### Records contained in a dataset
---------------
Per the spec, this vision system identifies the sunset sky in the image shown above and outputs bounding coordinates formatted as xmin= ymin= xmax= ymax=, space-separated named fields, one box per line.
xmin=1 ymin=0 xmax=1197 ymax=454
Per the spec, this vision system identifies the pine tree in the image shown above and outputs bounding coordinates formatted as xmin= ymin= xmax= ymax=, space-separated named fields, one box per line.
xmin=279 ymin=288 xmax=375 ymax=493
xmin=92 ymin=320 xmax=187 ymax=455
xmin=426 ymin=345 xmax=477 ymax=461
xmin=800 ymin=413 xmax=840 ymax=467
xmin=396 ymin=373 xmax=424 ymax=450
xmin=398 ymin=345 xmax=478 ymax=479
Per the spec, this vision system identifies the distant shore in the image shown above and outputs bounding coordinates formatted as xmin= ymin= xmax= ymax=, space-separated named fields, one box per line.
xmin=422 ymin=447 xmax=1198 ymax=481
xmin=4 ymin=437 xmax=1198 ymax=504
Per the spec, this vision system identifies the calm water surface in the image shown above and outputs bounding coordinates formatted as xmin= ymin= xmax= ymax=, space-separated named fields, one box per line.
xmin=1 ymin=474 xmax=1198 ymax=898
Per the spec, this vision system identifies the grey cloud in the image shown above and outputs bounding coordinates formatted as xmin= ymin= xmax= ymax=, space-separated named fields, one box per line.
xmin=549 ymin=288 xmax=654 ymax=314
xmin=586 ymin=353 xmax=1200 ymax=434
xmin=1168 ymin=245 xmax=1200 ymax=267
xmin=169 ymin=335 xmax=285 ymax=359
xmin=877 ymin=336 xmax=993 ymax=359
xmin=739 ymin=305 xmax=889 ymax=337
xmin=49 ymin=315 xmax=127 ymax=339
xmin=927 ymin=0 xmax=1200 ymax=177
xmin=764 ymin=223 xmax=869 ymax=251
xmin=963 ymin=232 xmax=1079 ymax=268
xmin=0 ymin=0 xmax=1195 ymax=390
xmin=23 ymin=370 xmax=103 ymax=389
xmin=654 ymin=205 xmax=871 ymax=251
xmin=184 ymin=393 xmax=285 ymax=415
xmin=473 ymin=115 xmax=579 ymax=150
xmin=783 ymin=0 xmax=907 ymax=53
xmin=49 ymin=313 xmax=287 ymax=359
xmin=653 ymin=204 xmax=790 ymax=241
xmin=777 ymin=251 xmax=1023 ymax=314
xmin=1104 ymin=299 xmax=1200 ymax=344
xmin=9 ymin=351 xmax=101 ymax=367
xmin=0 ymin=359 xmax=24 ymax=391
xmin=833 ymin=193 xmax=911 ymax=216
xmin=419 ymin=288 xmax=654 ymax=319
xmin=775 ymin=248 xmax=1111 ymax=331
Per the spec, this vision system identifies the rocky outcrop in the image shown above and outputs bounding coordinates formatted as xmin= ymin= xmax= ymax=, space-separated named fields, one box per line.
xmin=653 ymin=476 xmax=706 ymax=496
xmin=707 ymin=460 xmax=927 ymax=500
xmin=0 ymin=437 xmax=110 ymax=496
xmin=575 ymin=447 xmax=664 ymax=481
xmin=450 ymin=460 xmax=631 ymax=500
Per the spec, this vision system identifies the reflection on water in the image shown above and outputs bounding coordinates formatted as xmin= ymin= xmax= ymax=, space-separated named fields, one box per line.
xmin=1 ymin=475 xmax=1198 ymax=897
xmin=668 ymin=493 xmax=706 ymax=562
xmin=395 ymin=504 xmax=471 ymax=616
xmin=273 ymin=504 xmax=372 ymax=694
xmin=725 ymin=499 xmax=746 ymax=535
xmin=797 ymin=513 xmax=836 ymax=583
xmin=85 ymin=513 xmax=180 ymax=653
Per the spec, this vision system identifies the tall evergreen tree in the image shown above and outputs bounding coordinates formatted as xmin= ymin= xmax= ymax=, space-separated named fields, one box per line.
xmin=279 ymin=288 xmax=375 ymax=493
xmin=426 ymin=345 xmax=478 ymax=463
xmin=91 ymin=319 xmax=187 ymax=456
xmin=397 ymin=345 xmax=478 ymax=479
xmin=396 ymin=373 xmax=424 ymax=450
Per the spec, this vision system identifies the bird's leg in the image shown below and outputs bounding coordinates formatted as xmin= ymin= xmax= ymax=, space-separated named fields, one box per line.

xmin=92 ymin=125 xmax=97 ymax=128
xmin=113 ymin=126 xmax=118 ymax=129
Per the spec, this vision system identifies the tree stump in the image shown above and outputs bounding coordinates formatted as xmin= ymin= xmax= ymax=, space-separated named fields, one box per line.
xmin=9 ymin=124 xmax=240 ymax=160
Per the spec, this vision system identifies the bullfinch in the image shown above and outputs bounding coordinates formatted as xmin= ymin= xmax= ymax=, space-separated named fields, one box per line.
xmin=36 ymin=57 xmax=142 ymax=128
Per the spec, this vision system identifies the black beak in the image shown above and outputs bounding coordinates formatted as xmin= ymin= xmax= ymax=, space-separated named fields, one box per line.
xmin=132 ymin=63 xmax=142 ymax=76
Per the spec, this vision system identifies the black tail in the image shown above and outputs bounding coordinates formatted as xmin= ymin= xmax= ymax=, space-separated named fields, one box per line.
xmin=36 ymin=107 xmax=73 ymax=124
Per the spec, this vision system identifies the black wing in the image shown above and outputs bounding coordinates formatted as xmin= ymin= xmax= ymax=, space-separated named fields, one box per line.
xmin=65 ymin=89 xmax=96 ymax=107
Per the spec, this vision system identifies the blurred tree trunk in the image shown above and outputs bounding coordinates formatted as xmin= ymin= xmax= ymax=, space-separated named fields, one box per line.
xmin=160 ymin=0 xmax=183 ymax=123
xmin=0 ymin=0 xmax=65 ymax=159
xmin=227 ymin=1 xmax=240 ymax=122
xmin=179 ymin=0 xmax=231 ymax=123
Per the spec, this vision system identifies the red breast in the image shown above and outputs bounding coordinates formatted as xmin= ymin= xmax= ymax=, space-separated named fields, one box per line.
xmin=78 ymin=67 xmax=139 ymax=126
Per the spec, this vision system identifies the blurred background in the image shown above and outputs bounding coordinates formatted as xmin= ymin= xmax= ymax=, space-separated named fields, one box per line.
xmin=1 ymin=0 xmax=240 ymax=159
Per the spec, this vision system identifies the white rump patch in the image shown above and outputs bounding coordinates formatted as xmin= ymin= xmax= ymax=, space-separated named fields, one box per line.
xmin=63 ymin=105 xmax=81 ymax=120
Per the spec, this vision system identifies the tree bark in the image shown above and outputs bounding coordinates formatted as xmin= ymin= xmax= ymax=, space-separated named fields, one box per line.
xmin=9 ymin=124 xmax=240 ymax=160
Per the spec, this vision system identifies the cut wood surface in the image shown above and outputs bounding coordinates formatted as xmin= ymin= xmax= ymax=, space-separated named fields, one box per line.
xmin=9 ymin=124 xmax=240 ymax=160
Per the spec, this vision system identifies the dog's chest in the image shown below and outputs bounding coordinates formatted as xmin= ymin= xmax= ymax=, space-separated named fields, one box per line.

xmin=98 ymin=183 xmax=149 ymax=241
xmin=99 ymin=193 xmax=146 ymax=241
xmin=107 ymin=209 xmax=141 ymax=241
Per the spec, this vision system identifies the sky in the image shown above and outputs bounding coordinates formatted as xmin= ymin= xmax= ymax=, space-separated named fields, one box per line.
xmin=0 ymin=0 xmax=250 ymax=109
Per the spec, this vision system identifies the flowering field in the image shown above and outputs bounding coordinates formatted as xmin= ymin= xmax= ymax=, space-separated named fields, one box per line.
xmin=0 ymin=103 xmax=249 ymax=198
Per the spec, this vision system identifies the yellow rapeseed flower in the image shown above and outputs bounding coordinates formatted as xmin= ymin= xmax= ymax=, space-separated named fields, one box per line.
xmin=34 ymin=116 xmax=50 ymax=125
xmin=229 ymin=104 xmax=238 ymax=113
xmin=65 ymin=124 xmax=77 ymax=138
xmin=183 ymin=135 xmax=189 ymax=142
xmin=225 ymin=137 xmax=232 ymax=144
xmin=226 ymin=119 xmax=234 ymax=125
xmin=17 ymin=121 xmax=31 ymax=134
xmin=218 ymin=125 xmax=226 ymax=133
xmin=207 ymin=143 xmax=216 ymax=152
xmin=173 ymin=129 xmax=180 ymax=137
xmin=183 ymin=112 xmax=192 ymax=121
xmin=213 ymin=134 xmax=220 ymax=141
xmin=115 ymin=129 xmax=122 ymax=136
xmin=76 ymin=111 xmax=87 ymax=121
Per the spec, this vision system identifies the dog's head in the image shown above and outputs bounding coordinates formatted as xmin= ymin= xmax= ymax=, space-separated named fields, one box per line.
---------------
### WHAT IS NEEDED
Write out the line containing "Per the spec, this vision system identifies the dog's chest" and every line after it through the end of the entries. Keep each one exactly as it is, and add nothing.

### ANSWER BOX
Per the spec, this vision system identifies the dog's chest in the image shown below and outputs bounding coordinates formatted as xmin= ymin= xmax= ymax=, space-separated named fields, one box per line.

xmin=98 ymin=183 xmax=149 ymax=241
xmin=99 ymin=193 xmax=146 ymax=241
xmin=107 ymin=209 xmax=141 ymax=241
Per the spec, this vision system identifies the sky in the image shown above and outputs bounding coordinates formatted as xmin= ymin= xmax= ymax=, space-separated named fields, one box per line.
xmin=0 ymin=0 xmax=250 ymax=109
Per the spec, this vision system identifies the flowering field in the image shown above and outputs bounding coordinates formatted as xmin= ymin= xmax= ymax=, space-separated named fields, one box per line.
xmin=0 ymin=103 xmax=249 ymax=198
Per the spec, this vision system identifies the yellow rapeseed flower in the image shown above and outputs bounding coordinates formatted as xmin= ymin= xmax= ymax=, space-separated named fields, one box per line.
xmin=34 ymin=116 xmax=50 ymax=125
xmin=229 ymin=104 xmax=238 ymax=113
xmin=65 ymin=124 xmax=77 ymax=138
xmin=183 ymin=135 xmax=189 ymax=142
xmin=225 ymin=137 xmax=232 ymax=144
xmin=226 ymin=119 xmax=234 ymax=125
xmin=17 ymin=121 xmax=31 ymax=134
xmin=218 ymin=125 xmax=226 ymax=133
xmin=207 ymin=143 xmax=216 ymax=152
xmin=173 ymin=129 xmax=180 ymax=137
xmin=183 ymin=112 xmax=192 ymax=121
xmin=213 ymin=134 xmax=220 ymax=141
xmin=115 ymin=129 xmax=122 ymax=136
xmin=76 ymin=111 xmax=87 ymax=121
Per the spec, this vision system identifies the dog's head in the image shown above and outputs bounding coordinates formatted as xmin= ymin= xmax= ymax=, space-separated named fields, one box per line.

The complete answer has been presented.